Start of Task data

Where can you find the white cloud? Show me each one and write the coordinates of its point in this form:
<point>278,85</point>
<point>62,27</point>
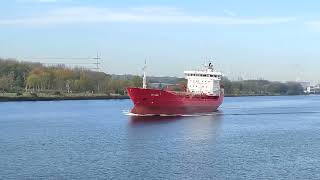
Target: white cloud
<point>229,13</point>
<point>137,15</point>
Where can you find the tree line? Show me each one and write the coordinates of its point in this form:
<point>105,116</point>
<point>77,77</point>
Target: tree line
<point>18,76</point>
<point>261,87</point>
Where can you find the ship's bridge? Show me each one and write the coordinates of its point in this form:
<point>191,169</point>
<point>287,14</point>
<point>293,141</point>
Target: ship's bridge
<point>204,81</point>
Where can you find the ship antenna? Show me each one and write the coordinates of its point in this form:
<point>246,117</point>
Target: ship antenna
<point>144,86</point>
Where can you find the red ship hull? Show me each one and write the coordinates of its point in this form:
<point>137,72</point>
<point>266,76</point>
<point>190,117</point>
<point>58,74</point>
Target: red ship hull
<point>161,102</point>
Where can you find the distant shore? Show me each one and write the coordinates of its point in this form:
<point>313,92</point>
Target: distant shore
<point>60,98</point>
<point>47,97</point>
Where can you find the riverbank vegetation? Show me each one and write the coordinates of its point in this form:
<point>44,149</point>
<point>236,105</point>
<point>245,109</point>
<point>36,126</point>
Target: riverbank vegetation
<point>35,79</point>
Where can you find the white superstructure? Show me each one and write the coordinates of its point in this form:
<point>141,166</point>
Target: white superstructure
<point>205,81</point>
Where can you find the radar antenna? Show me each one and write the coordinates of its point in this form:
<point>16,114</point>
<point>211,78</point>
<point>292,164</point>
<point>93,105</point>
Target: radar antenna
<point>144,86</point>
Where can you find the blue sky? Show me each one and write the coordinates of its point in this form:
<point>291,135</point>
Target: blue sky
<point>275,40</point>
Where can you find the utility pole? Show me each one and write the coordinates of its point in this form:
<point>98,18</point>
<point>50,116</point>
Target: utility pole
<point>97,63</point>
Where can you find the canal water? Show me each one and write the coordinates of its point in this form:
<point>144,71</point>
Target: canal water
<point>249,138</point>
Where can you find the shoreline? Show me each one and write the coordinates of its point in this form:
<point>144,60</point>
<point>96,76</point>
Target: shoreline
<point>91,97</point>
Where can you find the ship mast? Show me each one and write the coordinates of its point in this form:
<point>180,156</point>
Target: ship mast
<point>144,86</point>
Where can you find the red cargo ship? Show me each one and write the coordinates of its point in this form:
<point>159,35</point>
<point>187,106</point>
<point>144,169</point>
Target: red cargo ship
<point>204,94</point>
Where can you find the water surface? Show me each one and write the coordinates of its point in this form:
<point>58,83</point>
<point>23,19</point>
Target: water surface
<point>249,138</point>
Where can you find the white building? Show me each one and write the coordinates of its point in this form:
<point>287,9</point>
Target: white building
<point>205,81</point>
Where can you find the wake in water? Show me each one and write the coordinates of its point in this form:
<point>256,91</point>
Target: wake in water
<point>219,113</point>
<point>128,113</point>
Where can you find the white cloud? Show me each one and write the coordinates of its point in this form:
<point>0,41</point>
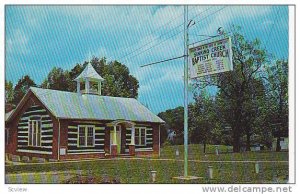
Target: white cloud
<point>17,43</point>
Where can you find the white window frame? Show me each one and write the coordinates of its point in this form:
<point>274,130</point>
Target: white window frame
<point>32,132</point>
<point>140,143</point>
<point>85,135</point>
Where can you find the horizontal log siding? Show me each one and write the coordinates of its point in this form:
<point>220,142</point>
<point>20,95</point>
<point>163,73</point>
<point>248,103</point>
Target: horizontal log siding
<point>35,112</point>
<point>73,138</point>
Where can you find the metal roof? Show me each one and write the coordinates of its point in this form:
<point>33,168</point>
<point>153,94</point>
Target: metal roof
<point>70,105</point>
<point>89,72</point>
<point>7,115</point>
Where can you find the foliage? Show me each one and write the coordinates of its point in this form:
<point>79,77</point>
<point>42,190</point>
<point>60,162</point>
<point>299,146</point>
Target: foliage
<point>117,79</point>
<point>9,92</point>
<point>57,79</point>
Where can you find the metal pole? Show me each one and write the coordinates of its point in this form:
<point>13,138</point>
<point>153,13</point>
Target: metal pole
<point>185,91</point>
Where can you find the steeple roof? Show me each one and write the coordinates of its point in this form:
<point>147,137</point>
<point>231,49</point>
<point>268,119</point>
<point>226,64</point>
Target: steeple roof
<point>89,72</point>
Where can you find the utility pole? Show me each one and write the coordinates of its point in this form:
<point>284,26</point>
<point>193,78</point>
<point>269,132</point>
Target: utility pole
<point>185,91</point>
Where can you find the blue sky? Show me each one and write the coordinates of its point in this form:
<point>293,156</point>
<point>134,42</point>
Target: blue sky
<point>38,38</point>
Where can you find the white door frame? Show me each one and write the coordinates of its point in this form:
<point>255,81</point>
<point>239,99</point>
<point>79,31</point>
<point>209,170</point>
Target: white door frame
<point>119,140</point>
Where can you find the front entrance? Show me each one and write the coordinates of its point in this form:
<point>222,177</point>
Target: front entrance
<point>118,142</point>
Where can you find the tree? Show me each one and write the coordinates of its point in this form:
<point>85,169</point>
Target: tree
<point>204,121</point>
<point>277,96</point>
<point>9,92</point>
<point>235,86</point>
<point>21,88</point>
<point>174,121</point>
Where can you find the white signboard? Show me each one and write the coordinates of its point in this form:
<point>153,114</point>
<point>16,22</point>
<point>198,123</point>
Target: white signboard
<point>210,58</point>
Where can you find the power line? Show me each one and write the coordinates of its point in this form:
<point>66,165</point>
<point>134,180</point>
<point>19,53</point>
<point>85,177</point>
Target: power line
<point>162,61</point>
<point>127,55</point>
<point>171,37</point>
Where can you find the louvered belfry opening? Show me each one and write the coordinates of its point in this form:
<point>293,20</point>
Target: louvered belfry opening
<point>89,81</point>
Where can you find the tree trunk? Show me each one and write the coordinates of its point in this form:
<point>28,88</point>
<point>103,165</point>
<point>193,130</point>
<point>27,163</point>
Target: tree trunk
<point>278,148</point>
<point>236,142</point>
<point>248,142</point>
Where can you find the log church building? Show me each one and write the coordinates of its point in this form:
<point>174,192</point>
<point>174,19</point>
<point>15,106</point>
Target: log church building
<point>59,125</point>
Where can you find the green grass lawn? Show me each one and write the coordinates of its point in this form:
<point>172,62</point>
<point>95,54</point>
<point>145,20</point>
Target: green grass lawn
<point>138,170</point>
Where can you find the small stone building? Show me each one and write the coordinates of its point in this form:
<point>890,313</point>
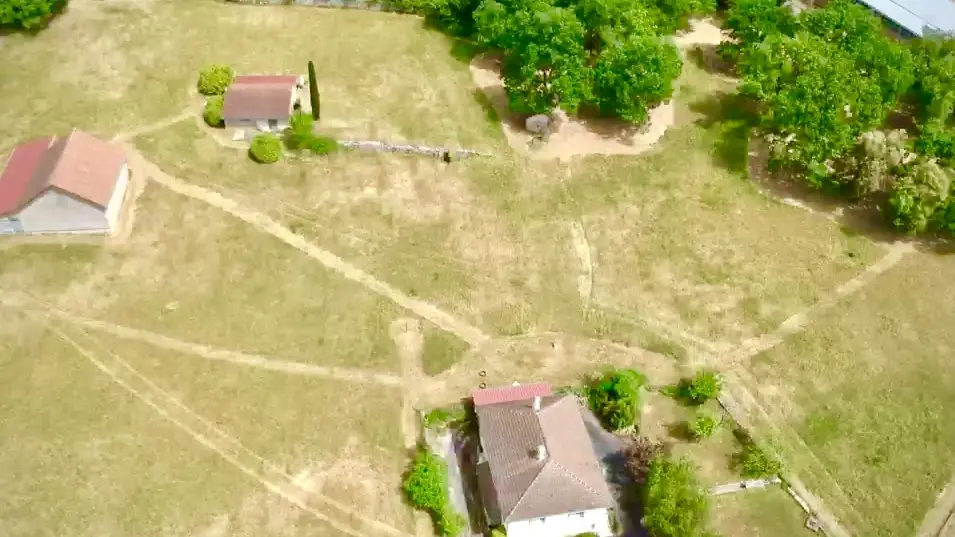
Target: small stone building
<point>262,102</point>
<point>69,184</point>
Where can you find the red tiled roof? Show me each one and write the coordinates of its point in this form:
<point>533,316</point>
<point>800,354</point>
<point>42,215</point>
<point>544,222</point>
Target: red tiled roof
<point>78,164</point>
<point>506,394</point>
<point>15,180</point>
<point>257,101</point>
<point>290,80</point>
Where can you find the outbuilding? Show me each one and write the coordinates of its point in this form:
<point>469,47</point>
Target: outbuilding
<point>68,184</point>
<point>263,102</point>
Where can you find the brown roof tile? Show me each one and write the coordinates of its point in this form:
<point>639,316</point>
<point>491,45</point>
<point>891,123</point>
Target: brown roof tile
<point>257,101</point>
<point>569,479</point>
<point>78,164</point>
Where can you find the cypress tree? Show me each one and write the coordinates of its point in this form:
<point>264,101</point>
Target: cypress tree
<point>313,91</point>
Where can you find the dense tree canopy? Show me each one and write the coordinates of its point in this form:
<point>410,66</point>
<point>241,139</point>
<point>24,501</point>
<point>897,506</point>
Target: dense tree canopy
<point>28,14</point>
<point>632,75</point>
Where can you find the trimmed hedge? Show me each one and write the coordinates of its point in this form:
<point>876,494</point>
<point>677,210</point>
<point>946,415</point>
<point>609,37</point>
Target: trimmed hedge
<point>265,149</point>
<point>214,79</point>
<point>212,112</point>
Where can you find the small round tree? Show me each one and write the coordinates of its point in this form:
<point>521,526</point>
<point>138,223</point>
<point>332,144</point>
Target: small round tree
<point>214,79</point>
<point>266,149</point>
<point>703,424</point>
<point>212,112</point>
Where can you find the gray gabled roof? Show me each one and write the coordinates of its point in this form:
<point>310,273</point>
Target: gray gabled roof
<point>921,17</point>
<point>569,479</point>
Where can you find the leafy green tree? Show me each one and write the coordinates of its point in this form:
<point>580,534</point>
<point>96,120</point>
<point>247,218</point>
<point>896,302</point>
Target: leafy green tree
<point>918,196</point>
<point>314,98</point>
<point>28,14</point>
<point>634,75</point>
<point>675,505</point>
<point>617,397</point>
<point>703,424</point>
<point>426,484</point>
<point>752,21</point>
<point>545,64</point>
<point>212,111</point>
<point>812,102</point>
<point>755,462</point>
<point>215,79</point>
<point>265,149</point>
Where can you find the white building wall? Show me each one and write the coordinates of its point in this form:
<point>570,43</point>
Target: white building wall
<point>115,204</point>
<point>56,212</point>
<point>566,525</point>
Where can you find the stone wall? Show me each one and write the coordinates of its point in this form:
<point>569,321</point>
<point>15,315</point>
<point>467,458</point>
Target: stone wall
<point>372,5</point>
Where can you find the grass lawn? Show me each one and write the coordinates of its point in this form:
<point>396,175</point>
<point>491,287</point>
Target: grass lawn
<point>766,512</point>
<point>84,457</point>
<point>136,62</point>
<point>867,387</point>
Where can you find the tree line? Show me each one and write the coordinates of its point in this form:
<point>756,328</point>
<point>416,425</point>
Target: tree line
<point>605,57</point>
<point>825,84</point>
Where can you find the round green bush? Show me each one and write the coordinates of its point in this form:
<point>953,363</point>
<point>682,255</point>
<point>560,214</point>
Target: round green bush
<point>214,79</point>
<point>212,112</point>
<point>266,149</point>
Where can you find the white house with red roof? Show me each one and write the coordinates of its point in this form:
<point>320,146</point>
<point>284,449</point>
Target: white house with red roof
<point>263,102</point>
<point>68,184</point>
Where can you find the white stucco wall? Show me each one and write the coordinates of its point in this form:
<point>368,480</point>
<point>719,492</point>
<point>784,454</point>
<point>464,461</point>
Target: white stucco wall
<point>56,212</point>
<point>115,204</point>
<point>566,525</point>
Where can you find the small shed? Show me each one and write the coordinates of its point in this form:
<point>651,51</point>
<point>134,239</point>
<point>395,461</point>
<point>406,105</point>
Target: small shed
<point>263,102</point>
<point>69,184</point>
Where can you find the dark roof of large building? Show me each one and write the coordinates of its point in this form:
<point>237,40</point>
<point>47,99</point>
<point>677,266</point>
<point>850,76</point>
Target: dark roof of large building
<point>78,164</point>
<point>260,100</point>
<point>529,482</point>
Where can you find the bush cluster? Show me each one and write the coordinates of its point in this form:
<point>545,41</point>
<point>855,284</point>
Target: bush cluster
<point>266,149</point>
<point>426,487</point>
<point>215,79</point>
<point>616,396</point>
<point>300,135</point>
<point>826,82</point>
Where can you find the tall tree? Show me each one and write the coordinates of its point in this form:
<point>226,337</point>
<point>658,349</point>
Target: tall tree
<point>313,92</point>
<point>634,75</point>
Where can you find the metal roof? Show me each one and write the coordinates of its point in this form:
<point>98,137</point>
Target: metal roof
<point>921,17</point>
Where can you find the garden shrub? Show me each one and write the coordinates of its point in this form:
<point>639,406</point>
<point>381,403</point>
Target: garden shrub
<point>704,385</point>
<point>754,462</point>
<point>616,396</point>
<point>704,424</point>
<point>266,149</point>
<point>426,486</point>
<point>214,79</point>
<point>674,503</point>
<point>212,112</point>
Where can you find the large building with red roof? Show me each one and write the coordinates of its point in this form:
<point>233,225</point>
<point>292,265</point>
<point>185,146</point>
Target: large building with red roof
<point>68,184</point>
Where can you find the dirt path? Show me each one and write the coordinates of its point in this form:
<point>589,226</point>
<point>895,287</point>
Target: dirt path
<point>468,333</point>
<point>585,280</point>
<point>223,355</point>
<point>125,136</point>
<point>798,322</point>
<point>229,448</point>
<point>409,340</point>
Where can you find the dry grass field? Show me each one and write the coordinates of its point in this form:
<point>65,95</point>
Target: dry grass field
<point>216,374</point>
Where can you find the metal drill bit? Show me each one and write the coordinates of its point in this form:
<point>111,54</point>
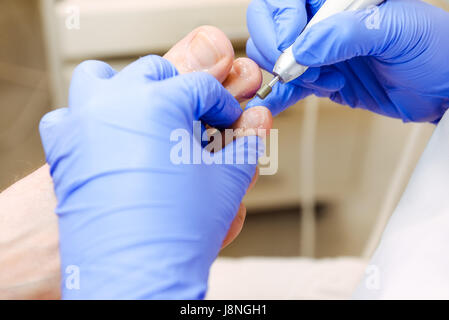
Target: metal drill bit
<point>266,89</point>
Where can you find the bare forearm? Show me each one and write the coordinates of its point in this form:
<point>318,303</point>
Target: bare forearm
<point>29,257</point>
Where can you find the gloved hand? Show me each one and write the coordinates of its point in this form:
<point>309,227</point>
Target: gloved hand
<point>391,60</point>
<point>134,222</point>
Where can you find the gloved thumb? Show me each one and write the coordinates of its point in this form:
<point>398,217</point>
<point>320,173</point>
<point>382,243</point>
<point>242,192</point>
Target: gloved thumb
<point>343,36</point>
<point>239,162</point>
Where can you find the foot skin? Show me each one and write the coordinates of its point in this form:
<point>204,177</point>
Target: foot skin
<point>208,49</point>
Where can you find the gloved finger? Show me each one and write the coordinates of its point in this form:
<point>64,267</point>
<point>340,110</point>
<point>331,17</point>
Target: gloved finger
<point>282,97</point>
<point>341,37</point>
<point>236,226</point>
<point>85,74</point>
<point>49,129</point>
<point>290,18</point>
<point>262,29</point>
<point>313,6</point>
<point>151,67</point>
<point>207,99</point>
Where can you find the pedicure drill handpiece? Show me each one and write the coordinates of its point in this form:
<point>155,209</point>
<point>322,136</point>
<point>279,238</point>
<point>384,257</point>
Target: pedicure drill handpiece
<point>286,68</point>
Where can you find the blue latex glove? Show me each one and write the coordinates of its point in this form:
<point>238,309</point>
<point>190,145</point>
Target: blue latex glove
<point>392,61</point>
<point>136,224</point>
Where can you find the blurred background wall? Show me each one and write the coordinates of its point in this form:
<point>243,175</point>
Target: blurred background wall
<point>355,153</point>
<point>24,95</point>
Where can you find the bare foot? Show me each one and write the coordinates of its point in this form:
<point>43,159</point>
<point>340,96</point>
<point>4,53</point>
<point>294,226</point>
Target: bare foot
<point>208,49</point>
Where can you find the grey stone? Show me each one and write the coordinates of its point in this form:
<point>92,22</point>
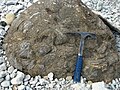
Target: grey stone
<point>1,79</point>
<point>50,76</point>
<point>28,88</point>
<point>10,69</point>
<point>21,87</point>
<point>2,32</point>
<point>3,67</point>
<point>7,77</point>
<point>25,83</point>
<point>27,77</point>
<point>2,60</point>
<point>12,75</point>
<point>5,84</point>
<point>45,48</point>
<point>2,74</point>
<point>18,79</point>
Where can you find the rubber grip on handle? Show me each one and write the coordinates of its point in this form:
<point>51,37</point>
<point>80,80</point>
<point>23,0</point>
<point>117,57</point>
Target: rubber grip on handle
<point>78,69</point>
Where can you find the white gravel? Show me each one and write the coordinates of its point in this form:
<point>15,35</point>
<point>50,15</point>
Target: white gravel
<point>12,78</point>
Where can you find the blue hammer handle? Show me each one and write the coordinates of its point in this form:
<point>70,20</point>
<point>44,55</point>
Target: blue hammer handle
<point>78,69</point>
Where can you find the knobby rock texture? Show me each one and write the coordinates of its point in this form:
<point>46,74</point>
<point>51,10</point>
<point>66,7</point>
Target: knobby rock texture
<point>37,44</point>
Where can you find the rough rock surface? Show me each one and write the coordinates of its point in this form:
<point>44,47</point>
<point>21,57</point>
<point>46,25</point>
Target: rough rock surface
<point>36,43</point>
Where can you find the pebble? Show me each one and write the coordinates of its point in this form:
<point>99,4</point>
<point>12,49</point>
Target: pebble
<point>3,67</point>
<point>27,77</point>
<point>1,79</point>
<point>12,75</point>
<point>26,83</point>
<point>3,23</point>
<point>2,32</point>
<point>38,81</point>
<point>98,86</point>
<point>69,78</point>
<point>7,27</point>
<point>9,18</point>
<point>28,88</point>
<point>50,76</point>
<point>7,77</point>
<point>2,74</point>
<point>21,87</point>
<point>10,69</point>
<point>2,60</point>
<point>18,79</point>
<point>5,84</point>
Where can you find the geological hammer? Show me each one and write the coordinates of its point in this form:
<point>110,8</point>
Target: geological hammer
<point>79,61</point>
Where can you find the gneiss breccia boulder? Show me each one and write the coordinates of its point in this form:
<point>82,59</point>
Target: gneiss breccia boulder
<point>36,43</point>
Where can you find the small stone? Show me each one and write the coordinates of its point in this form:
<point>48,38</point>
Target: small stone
<point>45,77</point>
<point>26,83</point>
<point>21,87</point>
<point>9,18</point>
<point>7,27</point>
<point>5,84</point>
<point>98,86</point>
<point>1,79</point>
<point>76,86</point>
<point>2,74</point>
<point>10,69</point>
<point>69,78</point>
<point>28,88</point>
<point>18,79</point>
<point>7,77</point>
<point>90,82</point>
<point>12,75</point>
<point>113,82</point>
<point>3,23</point>
<point>27,77</point>
<point>2,32</point>
<point>2,60</point>
<point>50,76</point>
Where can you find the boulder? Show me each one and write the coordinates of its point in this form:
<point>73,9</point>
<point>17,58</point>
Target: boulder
<point>36,43</point>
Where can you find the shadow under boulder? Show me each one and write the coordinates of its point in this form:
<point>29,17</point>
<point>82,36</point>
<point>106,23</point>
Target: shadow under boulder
<point>36,43</point>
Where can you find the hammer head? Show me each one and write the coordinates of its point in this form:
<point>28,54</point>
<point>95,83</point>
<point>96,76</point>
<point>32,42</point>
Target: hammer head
<point>83,34</point>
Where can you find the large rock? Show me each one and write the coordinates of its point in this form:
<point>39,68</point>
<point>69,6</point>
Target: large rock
<point>36,43</point>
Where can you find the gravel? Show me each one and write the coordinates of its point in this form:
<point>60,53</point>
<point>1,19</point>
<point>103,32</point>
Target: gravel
<point>12,79</point>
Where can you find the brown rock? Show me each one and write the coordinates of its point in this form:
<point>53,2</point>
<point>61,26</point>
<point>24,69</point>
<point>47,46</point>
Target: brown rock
<point>36,43</point>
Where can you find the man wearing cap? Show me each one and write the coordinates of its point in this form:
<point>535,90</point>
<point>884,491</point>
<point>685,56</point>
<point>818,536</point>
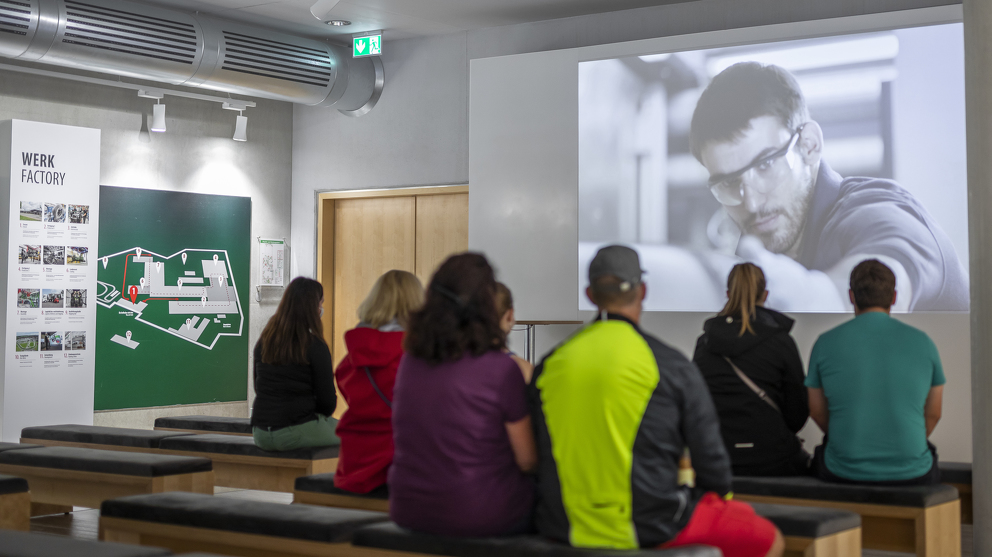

End of Task data

=== Task description ===
Look above for the line containing "<point>155,209</point>" and the line containing "<point>50,15</point>", then reproduce both and everything between them exactly, pictures omitted.

=== Solution to the exercise ===
<point>155,209</point>
<point>322,136</point>
<point>279,238</point>
<point>384,257</point>
Target: pedicure drill handpiece
<point>286,68</point>
Where can you find the blue latex glove? Show me each one and write the coordinates of its point in this form:
<point>238,309</point>
<point>190,145</point>
Target: blue latex glove
<point>392,61</point>
<point>136,224</point>
Where can you find the blurred background wall? Show me each one and write the coordinates of its point in this form:
<point>243,175</point>
Target: blurred background wall
<point>355,153</point>
<point>24,95</point>
Where can you find the bare foot? Show me each one and write the coordinates of its point in this form:
<point>43,159</point>
<point>340,96</point>
<point>4,53</point>
<point>294,226</point>
Target: bare foot
<point>208,49</point>
Where can you find the grey stone? Show me each one and write the coordinates of its point in this form:
<point>92,22</point>
Target: grey stone
<point>1,79</point>
<point>50,76</point>
<point>28,88</point>
<point>10,69</point>
<point>21,87</point>
<point>2,32</point>
<point>3,67</point>
<point>7,77</point>
<point>25,83</point>
<point>27,77</point>
<point>2,60</point>
<point>12,75</point>
<point>5,84</point>
<point>45,48</point>
<point>2,74</point>
<point>18,79</point>
Where can you find the rubber grip on handle? Show me each one and write the coordinates of its point in this form:
<point>51,37</point>
<point>80,80</point>
<point>23,0</point>
<point>117,57</point>
Target: rubber grip on handle
<point>78,69</point>
Where can you find the white gravel? Show me each one and write the coordinates of its point in this form:
<point>15,35</point>
<point>50,15</point>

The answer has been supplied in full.